**Goal**
Rescale everything from the start of the items down to the line containing "left=91, top=0, right=121, bottom=29", both ends included, and rewrite only those lines with the requests kept. Multiply each coordinate value in the answers by 2.15 and round it to a whole number, with halves rounding up.

[Annotated coordinate records]
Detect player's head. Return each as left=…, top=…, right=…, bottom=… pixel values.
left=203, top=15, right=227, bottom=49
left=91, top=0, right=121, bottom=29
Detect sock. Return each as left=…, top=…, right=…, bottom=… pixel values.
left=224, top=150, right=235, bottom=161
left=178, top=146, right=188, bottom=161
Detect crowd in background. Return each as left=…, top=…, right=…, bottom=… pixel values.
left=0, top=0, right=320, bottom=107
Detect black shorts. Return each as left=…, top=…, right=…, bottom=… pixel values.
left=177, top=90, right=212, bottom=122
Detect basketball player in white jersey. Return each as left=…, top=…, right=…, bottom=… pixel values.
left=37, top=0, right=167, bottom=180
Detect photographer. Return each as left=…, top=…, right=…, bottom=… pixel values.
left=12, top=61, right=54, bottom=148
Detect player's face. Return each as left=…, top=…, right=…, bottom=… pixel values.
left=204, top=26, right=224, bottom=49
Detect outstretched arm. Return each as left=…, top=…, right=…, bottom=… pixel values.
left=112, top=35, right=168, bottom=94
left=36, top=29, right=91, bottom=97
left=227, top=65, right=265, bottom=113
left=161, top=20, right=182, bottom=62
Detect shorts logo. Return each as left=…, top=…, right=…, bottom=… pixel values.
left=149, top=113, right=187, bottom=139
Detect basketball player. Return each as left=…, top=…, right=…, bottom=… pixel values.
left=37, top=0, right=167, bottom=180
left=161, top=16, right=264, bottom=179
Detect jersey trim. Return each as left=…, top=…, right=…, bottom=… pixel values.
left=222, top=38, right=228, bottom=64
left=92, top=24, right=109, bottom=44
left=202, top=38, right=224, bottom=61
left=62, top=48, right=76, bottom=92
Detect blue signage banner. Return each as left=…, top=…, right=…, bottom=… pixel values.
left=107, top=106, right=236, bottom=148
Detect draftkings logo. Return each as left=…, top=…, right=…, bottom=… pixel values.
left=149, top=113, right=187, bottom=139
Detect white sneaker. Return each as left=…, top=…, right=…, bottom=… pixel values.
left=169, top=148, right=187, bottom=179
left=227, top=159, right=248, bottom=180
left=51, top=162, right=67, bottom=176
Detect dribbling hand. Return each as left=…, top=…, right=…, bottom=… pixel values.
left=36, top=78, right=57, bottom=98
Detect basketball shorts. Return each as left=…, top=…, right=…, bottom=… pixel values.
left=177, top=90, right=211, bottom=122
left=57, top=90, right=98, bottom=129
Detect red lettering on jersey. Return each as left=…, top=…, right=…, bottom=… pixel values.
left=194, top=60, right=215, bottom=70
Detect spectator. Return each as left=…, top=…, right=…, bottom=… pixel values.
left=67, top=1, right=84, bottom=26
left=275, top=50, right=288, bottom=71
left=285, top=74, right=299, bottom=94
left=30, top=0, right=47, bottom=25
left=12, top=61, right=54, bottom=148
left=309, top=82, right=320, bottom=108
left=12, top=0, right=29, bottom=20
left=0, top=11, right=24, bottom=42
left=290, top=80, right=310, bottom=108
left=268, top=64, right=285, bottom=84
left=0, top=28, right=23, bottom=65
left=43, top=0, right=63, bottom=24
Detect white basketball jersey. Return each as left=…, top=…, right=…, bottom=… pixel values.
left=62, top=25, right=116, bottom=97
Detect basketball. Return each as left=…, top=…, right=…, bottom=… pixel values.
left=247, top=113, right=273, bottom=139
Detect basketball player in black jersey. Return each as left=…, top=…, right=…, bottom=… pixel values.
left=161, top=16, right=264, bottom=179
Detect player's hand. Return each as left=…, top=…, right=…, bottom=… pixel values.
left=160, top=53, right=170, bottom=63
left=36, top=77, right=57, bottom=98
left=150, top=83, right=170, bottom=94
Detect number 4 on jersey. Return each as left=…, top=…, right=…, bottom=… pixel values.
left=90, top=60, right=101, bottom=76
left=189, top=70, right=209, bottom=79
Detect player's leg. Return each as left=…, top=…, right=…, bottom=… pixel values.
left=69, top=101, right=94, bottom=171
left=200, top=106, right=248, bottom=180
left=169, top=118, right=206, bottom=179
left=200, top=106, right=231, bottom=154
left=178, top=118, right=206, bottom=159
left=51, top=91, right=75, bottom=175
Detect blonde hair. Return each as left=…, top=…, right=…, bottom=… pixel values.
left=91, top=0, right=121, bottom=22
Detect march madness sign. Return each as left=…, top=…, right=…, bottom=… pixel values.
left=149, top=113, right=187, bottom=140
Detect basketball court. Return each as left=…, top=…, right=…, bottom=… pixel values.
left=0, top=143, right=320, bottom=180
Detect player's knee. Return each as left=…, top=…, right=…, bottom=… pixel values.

**Result for this task**
Detect player's head. Return each as left=…, top=…, right=…, bottom=… pixel values.
left=436, top=32, right=488, bottom=105
left=196, top=0, right=260, bottom=62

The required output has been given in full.